START GIVEN PASSAGE
Hodgkinson explains why Michael fell for Roberta: “although he did not want to be considered a snob [he] was far more comfortable with people of his own kind of background. Roberta fitted the bill here. Her father was one of the leading surgeons of his day, her background was upper-middle-class, and she spoke with the correct vowel sounds, which was always vitally important to Dillon. (p87)”. However their interests were radically different. Michael’s idea of taking out a woman was to go to a play in ancient Greek, and he enjoyed cycling/camping in Ireland. Roberta, of course, liked to race cars and fly planes. This did not bode well as a traditional relationship. There was one more thing. As Betty admitted to Hodgkinson years later, “But as far as I was concerned, it would have been two females getting married (p87)”.
Which brings us to Betty’s most aggravating trait: that no transsexual but she is the real thing. Michael Dillon is a female; Christine Jorgensen is a transvestist. And see her comment for the
Sunday Times in 1972 quoted above.
This is possibly related to something neither Hodgkinson nor Kennedy mention: Cowell’s homophobia:
“I was not a homosexual; my inclinations, as they developed, were entirely heterosexual. I was horrified and repelled by homosexual overtures, and this loathing included any boy who showed the slightest sign of being a ‘sissy.’ I could be friendly with other men, but I could not bear any form of physical contact with them. It was impossible for me to stand having someone link his arm in mine, and even shaking hands was unpleasant. (p1)”
“One thing was certain. I had not the slightest desire to swell the ranks of the gentlemen of no particular gender. It is true that I had become a little more tolerant in this direction than I had been in the past; this meant, however, that had I met one I would have refrained from actually kicking his spine up through the top of his head. (p101).”
“There is strong anthropological evidence that the basis of transvestism is, in the main, a homosexual one. It can hardly be considered a manifestation of heterosexuality. But the homosexual element is nearly always entirely unconscious, and often very deeply buried. When a transvestite strenuously denies that he has the slightest tendency in this direction, it is entirely likely that he is telling what he believes to be the truth. (p175)“ --- Cowell fails to connect this statement to his own strenuous denials.
END GIVEN PASSAGE
START DATA FOR ANALYSIS
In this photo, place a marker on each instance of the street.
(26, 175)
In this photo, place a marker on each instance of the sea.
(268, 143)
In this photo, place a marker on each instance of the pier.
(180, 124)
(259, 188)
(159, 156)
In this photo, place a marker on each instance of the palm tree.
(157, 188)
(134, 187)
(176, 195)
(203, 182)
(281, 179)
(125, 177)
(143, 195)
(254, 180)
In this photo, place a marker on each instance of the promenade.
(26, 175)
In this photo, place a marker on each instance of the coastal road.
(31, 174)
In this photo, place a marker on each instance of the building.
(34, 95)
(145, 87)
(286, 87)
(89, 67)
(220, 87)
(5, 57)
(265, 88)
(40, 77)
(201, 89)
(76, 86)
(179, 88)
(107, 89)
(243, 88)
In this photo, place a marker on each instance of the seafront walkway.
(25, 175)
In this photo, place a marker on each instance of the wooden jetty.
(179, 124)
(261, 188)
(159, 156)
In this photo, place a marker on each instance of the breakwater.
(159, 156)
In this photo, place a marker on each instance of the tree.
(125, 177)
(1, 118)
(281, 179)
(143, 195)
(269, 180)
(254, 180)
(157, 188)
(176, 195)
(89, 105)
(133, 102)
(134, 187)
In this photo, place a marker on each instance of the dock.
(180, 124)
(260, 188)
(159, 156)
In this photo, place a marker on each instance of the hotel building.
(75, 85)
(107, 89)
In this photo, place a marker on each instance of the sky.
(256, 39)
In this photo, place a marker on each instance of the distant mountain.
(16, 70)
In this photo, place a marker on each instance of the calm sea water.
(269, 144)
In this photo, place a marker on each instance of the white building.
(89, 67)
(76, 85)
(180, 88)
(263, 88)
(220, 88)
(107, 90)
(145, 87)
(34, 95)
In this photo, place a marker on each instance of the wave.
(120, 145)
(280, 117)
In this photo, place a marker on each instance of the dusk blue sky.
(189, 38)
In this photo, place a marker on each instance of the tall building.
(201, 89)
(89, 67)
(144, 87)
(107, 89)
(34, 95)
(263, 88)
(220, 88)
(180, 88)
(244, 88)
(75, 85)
END DATA FOR ANALYSIS
Rewrite the part of the passage on Roberta Cowell and Michael Dillon between "Which brings us" and "1972 quoted above.", inclusive, substituting "irritating" for "aggravating".

## SOLUTION TO THIS TASK
Which brings us to Betty’s most irritating trait: that no transsexual but she is the real thing. Michael Dillon is a female; Christine Jorgensen is a transvestist. And see her comment for the
Sunday Times in 1972 quoted above.